Kaynak Metin:
16 Mayıs 2012 Çarşamba

1058

Bir Çeviri Denemesi:


Yırtıcı Kuşlar Arasında

Buradan aşağı inmek isteyeni,
Ne hızlı
Yutar derinlik!
-Ama sen, Zerdüşt,
Hala daha seversin uçurumu,
Çam ağacını da sever misin aynen?

Çam köklerini salar,
Kayanın bile
derinliklere ürpererek baktığı yerde-
Uçurum önünde duraksar-
etraftaki her şeyin
aşağı inmek istediği yerde:
Sabırsızlığı arasında
vahşi kayaların, çağlayan derelerin
Sabırla katlanarak
sağlam, suskun, tek başına…

Tek başına...!
Kim cüret etti başka
Burada konuk olmaya,
Sana konuk olmaya?...

Yırtıcı bir kuş belki,
Kendini, o sarsılmadan katlananın
saçlarına asarak, acısından zevk alarak,
Delice kahkahayla,
Yırtıcı-kuş-kahkahasıyla...

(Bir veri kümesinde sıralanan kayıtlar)
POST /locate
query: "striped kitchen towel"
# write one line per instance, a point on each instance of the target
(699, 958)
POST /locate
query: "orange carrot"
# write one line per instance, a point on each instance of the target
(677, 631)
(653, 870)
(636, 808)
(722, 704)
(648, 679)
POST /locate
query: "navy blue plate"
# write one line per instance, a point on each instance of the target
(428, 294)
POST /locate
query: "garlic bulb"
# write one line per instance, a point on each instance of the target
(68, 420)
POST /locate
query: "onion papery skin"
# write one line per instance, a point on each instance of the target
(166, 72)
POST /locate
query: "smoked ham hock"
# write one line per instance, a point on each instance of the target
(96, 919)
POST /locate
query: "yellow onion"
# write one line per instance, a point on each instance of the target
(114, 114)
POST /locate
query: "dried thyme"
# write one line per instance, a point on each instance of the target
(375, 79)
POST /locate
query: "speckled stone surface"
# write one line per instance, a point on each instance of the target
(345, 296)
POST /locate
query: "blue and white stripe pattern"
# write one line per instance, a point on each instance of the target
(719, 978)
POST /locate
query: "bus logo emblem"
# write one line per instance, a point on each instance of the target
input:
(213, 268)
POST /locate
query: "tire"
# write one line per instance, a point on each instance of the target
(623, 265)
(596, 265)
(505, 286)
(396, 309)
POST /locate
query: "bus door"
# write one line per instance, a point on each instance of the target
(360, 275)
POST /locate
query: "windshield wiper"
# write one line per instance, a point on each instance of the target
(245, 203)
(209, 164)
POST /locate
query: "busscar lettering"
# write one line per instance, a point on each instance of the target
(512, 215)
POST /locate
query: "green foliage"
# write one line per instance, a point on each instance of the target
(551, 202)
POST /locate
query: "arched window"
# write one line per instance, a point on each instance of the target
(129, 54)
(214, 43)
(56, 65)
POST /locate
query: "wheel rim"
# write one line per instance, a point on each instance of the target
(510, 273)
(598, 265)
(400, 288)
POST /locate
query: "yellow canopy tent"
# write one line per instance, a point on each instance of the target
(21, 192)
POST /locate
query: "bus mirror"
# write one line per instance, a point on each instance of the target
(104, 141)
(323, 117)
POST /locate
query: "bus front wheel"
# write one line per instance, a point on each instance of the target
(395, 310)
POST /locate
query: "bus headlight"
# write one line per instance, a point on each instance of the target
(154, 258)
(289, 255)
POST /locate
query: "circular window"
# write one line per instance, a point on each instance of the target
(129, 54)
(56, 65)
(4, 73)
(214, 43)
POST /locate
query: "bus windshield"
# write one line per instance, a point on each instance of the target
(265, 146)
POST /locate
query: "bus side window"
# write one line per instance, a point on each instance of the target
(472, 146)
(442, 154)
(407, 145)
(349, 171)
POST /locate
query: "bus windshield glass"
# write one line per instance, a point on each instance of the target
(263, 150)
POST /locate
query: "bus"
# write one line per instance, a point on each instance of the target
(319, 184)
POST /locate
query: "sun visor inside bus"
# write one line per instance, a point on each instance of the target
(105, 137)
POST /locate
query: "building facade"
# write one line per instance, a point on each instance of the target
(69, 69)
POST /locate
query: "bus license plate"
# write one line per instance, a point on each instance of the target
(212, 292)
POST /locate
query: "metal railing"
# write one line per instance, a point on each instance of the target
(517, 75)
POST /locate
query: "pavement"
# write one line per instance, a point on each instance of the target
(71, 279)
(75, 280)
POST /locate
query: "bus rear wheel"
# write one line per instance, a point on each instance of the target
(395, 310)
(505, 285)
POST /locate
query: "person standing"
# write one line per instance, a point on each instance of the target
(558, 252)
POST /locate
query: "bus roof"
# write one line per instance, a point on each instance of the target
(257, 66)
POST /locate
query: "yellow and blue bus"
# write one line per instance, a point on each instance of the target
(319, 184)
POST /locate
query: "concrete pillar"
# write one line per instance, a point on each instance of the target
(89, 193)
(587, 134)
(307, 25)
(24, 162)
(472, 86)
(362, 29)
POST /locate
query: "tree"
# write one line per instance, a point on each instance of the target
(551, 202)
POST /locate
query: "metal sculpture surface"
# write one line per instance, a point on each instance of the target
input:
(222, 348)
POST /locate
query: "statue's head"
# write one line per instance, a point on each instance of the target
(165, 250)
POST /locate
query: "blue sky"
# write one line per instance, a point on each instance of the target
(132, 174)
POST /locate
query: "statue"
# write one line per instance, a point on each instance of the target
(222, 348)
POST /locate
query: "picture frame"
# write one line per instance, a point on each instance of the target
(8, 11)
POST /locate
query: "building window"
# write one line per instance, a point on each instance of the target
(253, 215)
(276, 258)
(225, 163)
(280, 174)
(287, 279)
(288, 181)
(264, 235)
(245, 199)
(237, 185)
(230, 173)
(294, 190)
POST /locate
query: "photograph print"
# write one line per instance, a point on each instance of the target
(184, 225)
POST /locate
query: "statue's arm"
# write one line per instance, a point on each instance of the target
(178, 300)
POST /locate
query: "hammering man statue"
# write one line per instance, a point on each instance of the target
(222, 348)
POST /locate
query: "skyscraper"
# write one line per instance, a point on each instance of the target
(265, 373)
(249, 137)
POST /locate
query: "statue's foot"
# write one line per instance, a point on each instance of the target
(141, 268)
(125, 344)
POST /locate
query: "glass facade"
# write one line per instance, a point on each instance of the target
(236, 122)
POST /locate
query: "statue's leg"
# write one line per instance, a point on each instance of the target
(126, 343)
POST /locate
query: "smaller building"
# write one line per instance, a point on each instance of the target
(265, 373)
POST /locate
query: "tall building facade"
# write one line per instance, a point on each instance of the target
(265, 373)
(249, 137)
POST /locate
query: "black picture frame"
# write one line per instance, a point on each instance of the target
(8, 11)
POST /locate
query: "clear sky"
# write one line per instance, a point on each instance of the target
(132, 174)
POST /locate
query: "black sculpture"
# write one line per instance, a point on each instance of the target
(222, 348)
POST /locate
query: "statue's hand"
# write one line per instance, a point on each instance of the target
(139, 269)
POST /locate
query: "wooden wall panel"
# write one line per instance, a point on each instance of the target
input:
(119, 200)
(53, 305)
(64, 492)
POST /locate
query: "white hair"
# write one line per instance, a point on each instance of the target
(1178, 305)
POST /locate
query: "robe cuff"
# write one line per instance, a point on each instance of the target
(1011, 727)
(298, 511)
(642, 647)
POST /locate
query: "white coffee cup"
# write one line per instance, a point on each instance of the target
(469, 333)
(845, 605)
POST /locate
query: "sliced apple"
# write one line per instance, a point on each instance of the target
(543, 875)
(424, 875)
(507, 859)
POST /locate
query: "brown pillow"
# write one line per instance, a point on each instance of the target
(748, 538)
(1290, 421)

Görev Koşulları:
**1.** "Yırtıcı Kuşlar Arasında" şiirine göre çam köklerini nereye salar?
**2.** Lütfen "Yırtıcı Kuşlar Arasında" şiirini son dizesinden sonrasıyla sürdürün.
Kayıtların "Yırtıcı Kuşlar Arasında" şiiriyle bir bağı yoktur.

Yanıt Olarak:
**1.** Kayanın bile derinliklere ürpererek baktığı yere salar.

**2.**
Neye bu kadar sabır?
alay eder acımasızca
Kanatları olmalı insanın, uçurumu seviyorsa...
Asılı kalmamalı
Senin gibi, "asılmış"!

Oh Zerdüşt,
En zalim Nemrut
Geçenlerde hala avcısı Tanrının,
Tüm erdemlerin tuzak-ağı
Kötünün oku!
Şimdi-
Senin kendin tarafından avlanan,
Senin kendi avın,
Senin kendine saplanmış...

Şimdi-
Tek başıma seninle,
İkimiz kendi bilgeliğimizde,
Yüz ayna arasında
senin önünde, kendisi yanlış
Yüz hatıra arasında
belirsiz,
Her yarada bitkin,
Her donda üşüyen,
Kendi ipinde boğulmuş
Kendinin yargıcı!
Kendinin celladı!

Niye bağladın kendini
Bilgeliğinin ipiyle?
Niye kandırıp çektin kendini
İhtiyar yılanın cennetine?
Niye süründün kendi içine?
Kendi içine-kendi içine...?

Artık bir hasta,
Yılan-zehrinden hastalanmış;
Bir esir
en çetin kurayı çekmiş:
Kendi çukurunda
Beli bükük ter dökerek,
Senin içine oyulmuş,
Senin kendini kazarak,
Beceriksiz,
Sert, katı
Bir ceset_
Üstüne yüz yükün yığıldığı
Senin tarafından aşırı yüklenmiş
Bir "bilen"!
Bir "Kendini tanıyan"!
O bilge Zerdüşt!...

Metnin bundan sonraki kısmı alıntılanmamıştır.